#### WORK ITEM A:
In the blog posts about a friend's death, list each thing the writer says "I knew."
#### WORK ITEM B:
Continue the blog posts about a friend's death, starting after their last sentence.

#### EXCERPTED TEXT:
..............................

Wednesday, March 7, 2012

Ugh



Okay okay okay. So maybe I dropped ten pounds in a week and got a u.t.I that still don't make me perfect. I can't seem to get on the right track.

Besides me starting a really alcohol binge and not even caring. Im just so out of it.

Saturday, February 25, 2012

Best friend died



I was doing well I lost almost everything I gained...

Then yesterday I get a text my friend maybe even lover died in the hospital. I knew he was there I knew I had a bad gut feeling. And I knew I should have begged him not to go back.

He stepped on a landmind some place far far away....far far away from here.

I blame myself and everyone at the same time.

I did awful yesterday drowning myself in alcohal and food locking myself in my room.

I've never really greived this hard before. But I guess it proves how much he meant to me.

What bothers me the most is that he saved lives hes a hero and no one will ever know about him.

..............................

#### DATA EXTRACTS:

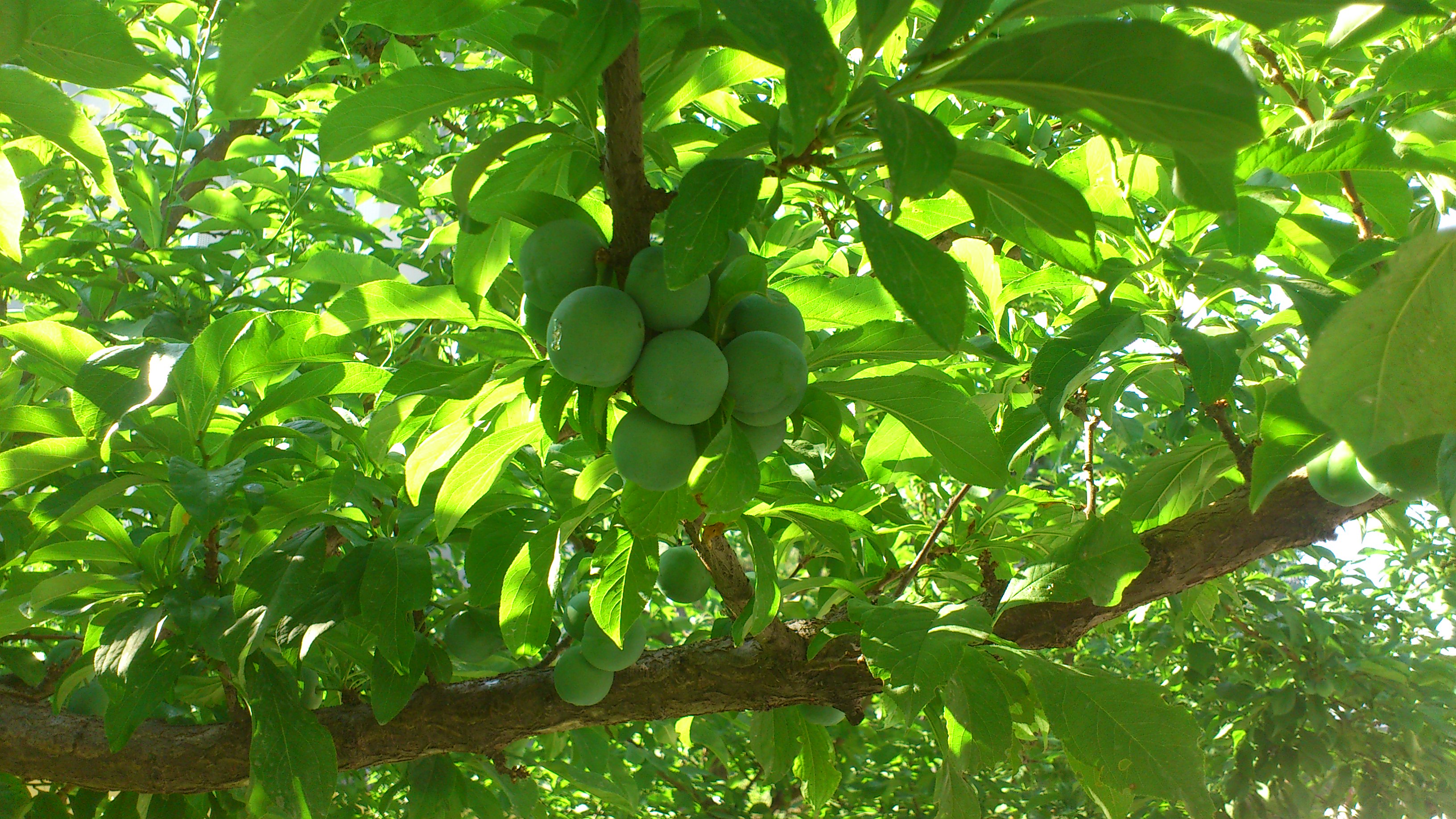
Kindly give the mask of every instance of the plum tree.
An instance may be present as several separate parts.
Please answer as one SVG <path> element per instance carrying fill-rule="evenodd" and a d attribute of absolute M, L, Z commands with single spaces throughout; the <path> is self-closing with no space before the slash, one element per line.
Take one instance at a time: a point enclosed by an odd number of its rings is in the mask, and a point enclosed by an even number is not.
<path fill-rule="evenodd" d="M 772 287 L 766 294 L 750 293 L 728 315 L 728 329 L 743 335 L 756 329 L 778 332 L 796 347 L 804 345 L 804 315 L 783 293 Z"/>
<path fill-rule="evenodd" d="M 566 600 L 562 611 L 562 631 L 571 634 L 572 640 L 581 640 L 585 634 L 587 619 L 591 618 L 591 592 L 577 592 Z"/>
<path fill-rule="evenodd" d="M 546 331 L 550 328 L 550 313 L 545 307 L 537 307 L 530 296 L 521 299 L 521 326 L 526 328 L 526 335 L 543 347 L 546 345 Z"/>
<path fill-rule="evenodd" d="M 632 370 L 632 393 L 670 424 L 700 424 L 728 389 L 728 360 L 706 335 L 674 329 L 646 342 Z"/>
<path fill-rule="evenodd" d="M 801 705 L 804 721 L 811 726 L 837 726 L 844 721 L 844 711 L 833 705 Z"/>
<path fill-rule="evenodd" d="M 543 310 L 555 310 L 571 293 L 596 284 L 597 251 L 601 248 L 601 236 L 578 219 L 542 224 L 515 255 L 526 297 Z"/>
<path fill-rule="evenodd" d="M 753 456 L 759 461 L 763 461 L 772 455 L 773 450 L 779 449 L 779 446 L 783 444 L 783 439 L 789 434 L 788 421 L 778 421 L 761 427 L 744 424 L 743 421 L 734 423 L 738 424 L 738 428 L 743 430 L 744 436 L 747 436 L 748 446 L 753 447 Z"/>
<path fill-rule="evenodd" d="M 696 603 L 712 586 L 713 576 L 693 546 L 670 546 L 658 557 L 657 587 L 668 600 Z"/>
<path fill-rule="evenodd" d="M 1358 506 L 1376 495 L 1374 488 L 1360 474 L 1356 450 L 1345 442 L 1316 455 L 1306 471 L 1309 485 L 1329 503 Z"/>
<path fill-rule="evenodd" d="M 662 270 L 662 248 L 657 245 L 632 256 L 622 289 L 642 309 L 646 326 L 658 332 L 681 329 L 697 321 L 712 296 L 712 281 L 706 275 L 695 278 L 686 287 L 670 289 Z"/>
<path fill-rule="evenodd" d="M 483 663 L 504 648 L 499 621 L 480 609 L 464 609 L 446 627 L 446 650 L 467 663 Z"/>
<path fill-rule="evenodd" d="M 732 264 L 735 258 L 747 254 L 748 254 L 747 239 L 744 239 L 741 233 L 729 233 L 728 252 L 724 254 L 724 259 L 721 262 L 713 265 L 713 270 L 708 271 L 708 278 L 711 278 L 712 281 L 718 281 L 718 277 L 722 275 L 724 268 Z"/>
<path fill-rule="evenodd" d="M 745 332 L 724 347 L 734 418 L 767 427 L 789 417 L 808 388 L 804 351 L 788 338 L 764 329 Z"/>
<path fill-rule="evenodd" d="M 581 656 L 594 666 L 607 672 L 619 672 L 642 656 L 646 647 L 646 615 L 639 615 L 617 646 L 612 637 L 601 630 L 597 618 L 587 619 L 585 634 L 581 638 Z"/>
<path fill-rule="evenodd" d="M 626 666 L 623 666 L 626 667 Z M 552 683 L 556 695 L 572 705 L 596 705 L 612 691 L 616 675 L 590 662 L 581 646 L 566 646 L 552 666 Z"/>
<path fill-rule="evenodd" d="M 1377 493 L 1409 503 L 1436 493 L 1437 461 L 1446 436 L 1386 447 L 1360 459 L 1360 475 Z"/>
<path fill-rule="evenodd" d="M 562 299 L 546 329 L 556 372 L 588 386 L 626 380 L 642 353 L 642 310 L 616 287 L 582 287 Z"/>
<path fill-rule="evenodd" d="M 612 433 L 612 458 L 623 478 L 665 493 L 687 482 L 697 462 L 697 439 L 692 427 L 670 424 L 635 407 Z"/>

..............................

#### RESPONSE BOX A:
- That he was there
- That the writer had a bad gut feeling
- That the writer should have begged him not to go back

#### RESPONSE BOX B:
He will be buried at Arlington and was awarded the medal of honor....he was my best friend. And I loved him more then a boyfriend or husband. I never got the chance to really show it....or tell it..........

I guess that's what happens to those of us who are scared to really say whats deep in your heart....

And it was so awful Valentines was his birthday. And two days before he died he said finally that he'd come home to me....come home to me....

I loved him so.

Saturday, January 14, 2012

Curves vs. Me



Well I've noticed that my bone mass has changed my body. I was when I was thinner of course that I had very wide hips and a pretty empressive chest size for only being 82 lbs at the height of my anorexia and modeling career

But now that I've gained weight and kept the weight I've also gained my fathers robust Italian figure as well as my mothers thick Polynesian curves.

but its not all fat. My bone mass has increased according to my doctors. I've measured my hips and in truth they are wider yet my bones still poke out. And well quite frankly my ass has bulked up a good five inches (at least I know where that weight went to) but the rest of me is the same.

Then again my boobs hovered to about a 34C when its my time a month fluxing about a cup size then decreasing back to a B.

But what inspired this post was when a friend of mine said I had a body from gwnith paltrow to Kim Kardashian.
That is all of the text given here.